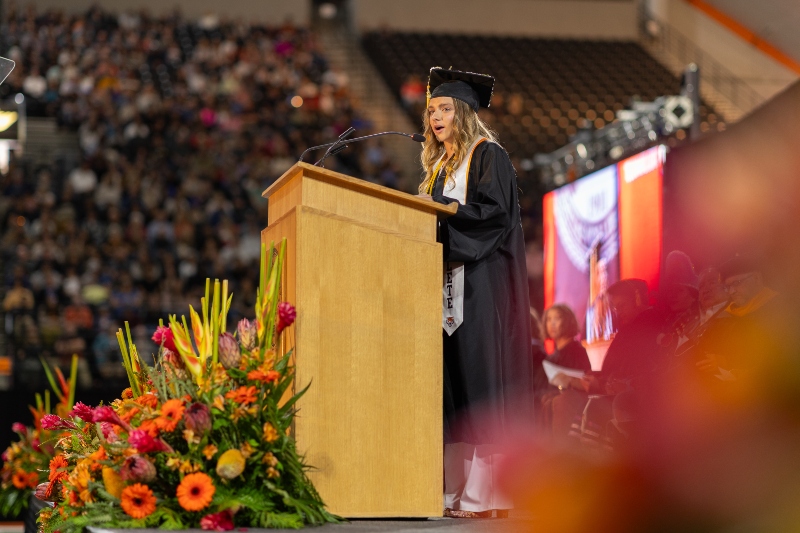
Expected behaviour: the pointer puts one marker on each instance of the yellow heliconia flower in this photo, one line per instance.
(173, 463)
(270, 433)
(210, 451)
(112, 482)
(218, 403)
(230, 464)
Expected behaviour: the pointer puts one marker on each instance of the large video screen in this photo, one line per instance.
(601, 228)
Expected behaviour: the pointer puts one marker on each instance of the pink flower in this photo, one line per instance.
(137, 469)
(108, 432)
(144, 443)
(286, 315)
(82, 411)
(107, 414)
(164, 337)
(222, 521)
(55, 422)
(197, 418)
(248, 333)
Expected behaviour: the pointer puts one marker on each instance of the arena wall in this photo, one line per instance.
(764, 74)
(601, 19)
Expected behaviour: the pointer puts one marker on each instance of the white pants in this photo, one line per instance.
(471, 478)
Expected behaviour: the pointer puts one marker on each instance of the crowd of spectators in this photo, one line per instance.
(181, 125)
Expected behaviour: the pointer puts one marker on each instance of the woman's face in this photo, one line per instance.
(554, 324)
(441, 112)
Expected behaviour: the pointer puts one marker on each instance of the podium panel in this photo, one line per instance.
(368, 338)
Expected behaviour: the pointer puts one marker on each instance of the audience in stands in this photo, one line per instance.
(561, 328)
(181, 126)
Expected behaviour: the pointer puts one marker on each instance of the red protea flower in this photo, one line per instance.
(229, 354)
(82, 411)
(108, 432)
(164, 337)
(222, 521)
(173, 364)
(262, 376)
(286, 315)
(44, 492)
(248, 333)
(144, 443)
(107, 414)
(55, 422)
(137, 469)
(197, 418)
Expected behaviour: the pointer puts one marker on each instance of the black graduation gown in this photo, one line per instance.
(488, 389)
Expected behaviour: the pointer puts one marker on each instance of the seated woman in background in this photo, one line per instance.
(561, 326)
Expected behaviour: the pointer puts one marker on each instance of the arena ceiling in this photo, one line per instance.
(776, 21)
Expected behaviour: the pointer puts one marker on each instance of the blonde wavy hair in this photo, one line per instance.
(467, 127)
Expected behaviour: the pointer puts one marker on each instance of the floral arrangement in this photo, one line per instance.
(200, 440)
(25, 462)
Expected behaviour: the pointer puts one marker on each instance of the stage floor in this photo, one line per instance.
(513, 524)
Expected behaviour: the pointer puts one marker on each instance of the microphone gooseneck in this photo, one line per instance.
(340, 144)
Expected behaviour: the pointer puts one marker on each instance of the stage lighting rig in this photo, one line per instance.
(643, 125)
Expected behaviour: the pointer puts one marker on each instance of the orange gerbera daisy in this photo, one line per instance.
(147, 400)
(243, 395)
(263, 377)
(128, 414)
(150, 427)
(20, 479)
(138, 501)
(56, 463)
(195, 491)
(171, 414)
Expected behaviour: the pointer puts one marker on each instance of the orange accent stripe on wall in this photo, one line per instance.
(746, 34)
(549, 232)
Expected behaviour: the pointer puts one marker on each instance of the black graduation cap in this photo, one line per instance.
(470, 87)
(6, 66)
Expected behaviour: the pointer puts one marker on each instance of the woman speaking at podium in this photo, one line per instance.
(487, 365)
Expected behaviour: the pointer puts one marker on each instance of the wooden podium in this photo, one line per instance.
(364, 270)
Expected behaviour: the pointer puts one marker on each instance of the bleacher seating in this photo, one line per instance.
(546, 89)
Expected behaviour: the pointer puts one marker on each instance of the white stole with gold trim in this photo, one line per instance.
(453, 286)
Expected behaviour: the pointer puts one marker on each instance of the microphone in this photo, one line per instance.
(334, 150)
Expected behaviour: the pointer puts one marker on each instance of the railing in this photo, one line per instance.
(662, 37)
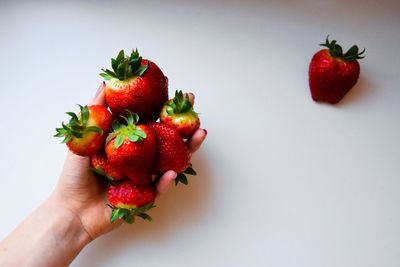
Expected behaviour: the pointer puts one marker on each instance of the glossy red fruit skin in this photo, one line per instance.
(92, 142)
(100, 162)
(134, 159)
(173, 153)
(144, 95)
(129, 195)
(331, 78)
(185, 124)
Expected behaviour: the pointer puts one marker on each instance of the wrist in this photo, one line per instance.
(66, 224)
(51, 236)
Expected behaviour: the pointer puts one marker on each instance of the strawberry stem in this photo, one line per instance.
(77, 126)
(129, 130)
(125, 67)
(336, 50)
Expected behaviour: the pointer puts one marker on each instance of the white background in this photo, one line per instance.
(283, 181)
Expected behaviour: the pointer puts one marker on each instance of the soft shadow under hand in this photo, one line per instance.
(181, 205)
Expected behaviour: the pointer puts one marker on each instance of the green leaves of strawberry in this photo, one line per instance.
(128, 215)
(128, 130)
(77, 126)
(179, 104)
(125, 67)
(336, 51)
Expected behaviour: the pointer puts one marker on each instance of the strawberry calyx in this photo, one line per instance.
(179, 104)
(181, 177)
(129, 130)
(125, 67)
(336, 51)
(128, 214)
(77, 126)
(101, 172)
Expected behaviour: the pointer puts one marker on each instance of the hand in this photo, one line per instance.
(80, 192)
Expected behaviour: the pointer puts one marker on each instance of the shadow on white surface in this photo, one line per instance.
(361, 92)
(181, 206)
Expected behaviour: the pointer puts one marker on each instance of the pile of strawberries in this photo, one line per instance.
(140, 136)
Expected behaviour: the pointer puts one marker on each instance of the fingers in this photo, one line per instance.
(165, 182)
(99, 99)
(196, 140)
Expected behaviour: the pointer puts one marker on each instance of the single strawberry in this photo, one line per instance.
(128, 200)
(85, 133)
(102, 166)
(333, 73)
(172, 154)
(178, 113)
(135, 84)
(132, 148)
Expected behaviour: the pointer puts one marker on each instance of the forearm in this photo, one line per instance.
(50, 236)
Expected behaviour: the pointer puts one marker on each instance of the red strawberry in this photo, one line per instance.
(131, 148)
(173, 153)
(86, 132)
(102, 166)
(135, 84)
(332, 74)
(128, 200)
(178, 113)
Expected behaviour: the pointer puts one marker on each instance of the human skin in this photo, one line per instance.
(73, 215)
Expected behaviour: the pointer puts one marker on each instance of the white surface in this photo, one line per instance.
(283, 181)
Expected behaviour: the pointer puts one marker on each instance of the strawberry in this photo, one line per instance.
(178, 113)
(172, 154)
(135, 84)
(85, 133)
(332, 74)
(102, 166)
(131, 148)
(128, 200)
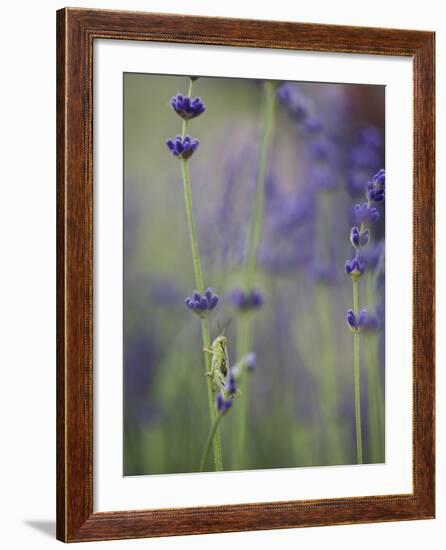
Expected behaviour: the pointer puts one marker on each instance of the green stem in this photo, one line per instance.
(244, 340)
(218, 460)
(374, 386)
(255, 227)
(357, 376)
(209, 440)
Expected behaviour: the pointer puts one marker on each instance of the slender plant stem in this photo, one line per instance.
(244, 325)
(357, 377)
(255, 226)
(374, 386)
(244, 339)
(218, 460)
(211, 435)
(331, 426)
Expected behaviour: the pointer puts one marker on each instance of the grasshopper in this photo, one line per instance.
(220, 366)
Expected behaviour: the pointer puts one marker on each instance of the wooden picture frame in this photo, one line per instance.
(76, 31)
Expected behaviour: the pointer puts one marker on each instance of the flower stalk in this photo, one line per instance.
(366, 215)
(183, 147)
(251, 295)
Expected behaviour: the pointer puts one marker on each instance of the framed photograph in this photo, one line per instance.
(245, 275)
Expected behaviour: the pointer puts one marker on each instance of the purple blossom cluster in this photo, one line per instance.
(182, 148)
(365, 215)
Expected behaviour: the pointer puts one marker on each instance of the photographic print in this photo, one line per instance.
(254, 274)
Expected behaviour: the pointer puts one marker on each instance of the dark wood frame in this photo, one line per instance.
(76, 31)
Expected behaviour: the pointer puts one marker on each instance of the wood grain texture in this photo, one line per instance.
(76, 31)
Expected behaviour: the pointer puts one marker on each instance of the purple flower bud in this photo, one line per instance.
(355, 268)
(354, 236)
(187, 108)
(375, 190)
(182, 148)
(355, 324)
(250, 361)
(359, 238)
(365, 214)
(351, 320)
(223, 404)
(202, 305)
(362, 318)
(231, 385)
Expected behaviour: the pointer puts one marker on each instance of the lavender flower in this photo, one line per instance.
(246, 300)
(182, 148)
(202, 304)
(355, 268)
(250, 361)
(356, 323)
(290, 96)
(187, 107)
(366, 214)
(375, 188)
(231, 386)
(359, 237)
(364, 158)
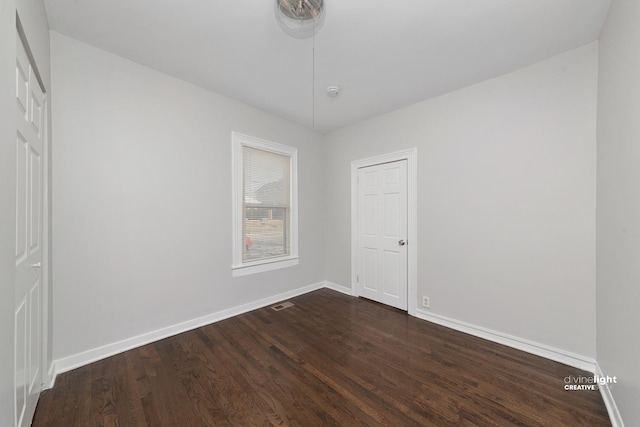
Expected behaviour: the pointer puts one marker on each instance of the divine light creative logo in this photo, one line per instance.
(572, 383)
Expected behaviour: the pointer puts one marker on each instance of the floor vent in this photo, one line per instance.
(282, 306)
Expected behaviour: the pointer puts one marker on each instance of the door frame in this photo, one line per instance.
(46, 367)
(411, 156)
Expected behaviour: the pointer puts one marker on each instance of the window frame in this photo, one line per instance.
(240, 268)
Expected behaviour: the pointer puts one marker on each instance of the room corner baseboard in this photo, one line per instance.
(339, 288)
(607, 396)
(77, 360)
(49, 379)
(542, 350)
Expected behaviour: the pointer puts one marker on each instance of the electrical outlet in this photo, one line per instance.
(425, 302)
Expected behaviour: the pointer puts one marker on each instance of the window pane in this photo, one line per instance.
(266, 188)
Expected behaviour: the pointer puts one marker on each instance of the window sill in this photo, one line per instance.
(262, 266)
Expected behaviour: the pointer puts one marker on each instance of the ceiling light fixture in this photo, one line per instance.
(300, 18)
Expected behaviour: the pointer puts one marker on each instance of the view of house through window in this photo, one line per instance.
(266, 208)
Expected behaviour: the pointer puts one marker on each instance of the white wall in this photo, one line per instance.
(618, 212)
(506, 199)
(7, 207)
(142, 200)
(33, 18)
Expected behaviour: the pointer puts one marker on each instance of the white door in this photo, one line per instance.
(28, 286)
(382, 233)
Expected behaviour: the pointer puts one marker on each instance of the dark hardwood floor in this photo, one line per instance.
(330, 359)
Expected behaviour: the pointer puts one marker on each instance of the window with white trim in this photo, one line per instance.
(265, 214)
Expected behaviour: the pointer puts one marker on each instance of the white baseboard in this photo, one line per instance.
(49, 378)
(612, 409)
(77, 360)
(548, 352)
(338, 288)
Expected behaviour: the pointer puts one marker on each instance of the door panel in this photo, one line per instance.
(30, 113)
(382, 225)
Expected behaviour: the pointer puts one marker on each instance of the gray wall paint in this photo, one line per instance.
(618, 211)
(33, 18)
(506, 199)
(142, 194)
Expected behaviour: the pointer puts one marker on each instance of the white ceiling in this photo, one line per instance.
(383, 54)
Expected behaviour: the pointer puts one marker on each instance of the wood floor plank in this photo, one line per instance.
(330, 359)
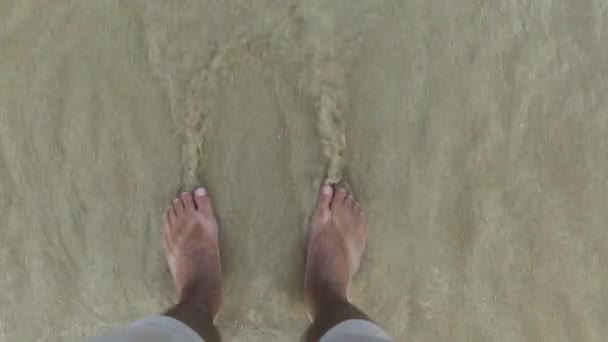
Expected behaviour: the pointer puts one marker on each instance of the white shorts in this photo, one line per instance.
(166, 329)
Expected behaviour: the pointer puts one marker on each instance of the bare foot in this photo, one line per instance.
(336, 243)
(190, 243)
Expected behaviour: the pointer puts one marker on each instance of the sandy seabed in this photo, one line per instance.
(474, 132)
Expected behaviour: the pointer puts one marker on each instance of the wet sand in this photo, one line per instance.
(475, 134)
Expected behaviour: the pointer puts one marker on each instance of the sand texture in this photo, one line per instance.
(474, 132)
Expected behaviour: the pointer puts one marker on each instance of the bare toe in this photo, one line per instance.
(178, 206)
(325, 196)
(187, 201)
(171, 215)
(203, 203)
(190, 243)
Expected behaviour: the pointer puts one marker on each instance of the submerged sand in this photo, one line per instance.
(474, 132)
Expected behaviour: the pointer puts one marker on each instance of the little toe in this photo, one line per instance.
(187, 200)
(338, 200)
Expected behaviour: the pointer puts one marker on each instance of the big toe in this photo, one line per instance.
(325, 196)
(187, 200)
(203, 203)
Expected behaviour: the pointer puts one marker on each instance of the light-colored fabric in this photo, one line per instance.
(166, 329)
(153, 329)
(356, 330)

···

- Your assignment
Return the lines from the one containing "of the little" through the last line of the records. Include both ends and nothing else.

- Answer below
Expected behaviour: the pointer puts one marker on each instance of the little toe in this photo, one line per instance.
(187, 200)
(338, 200)
Expected behaviour: the pointer puts one marker on each instance of the big toe in this photo, one line per instance.
(325, 196)
(187, 200)
(203, 203)
Expected behaviour: the pointer puts one marker on each instance of the light-colored fabric in this photo, one line per instance.
(166, 329)
(153, 329)
(356, 330)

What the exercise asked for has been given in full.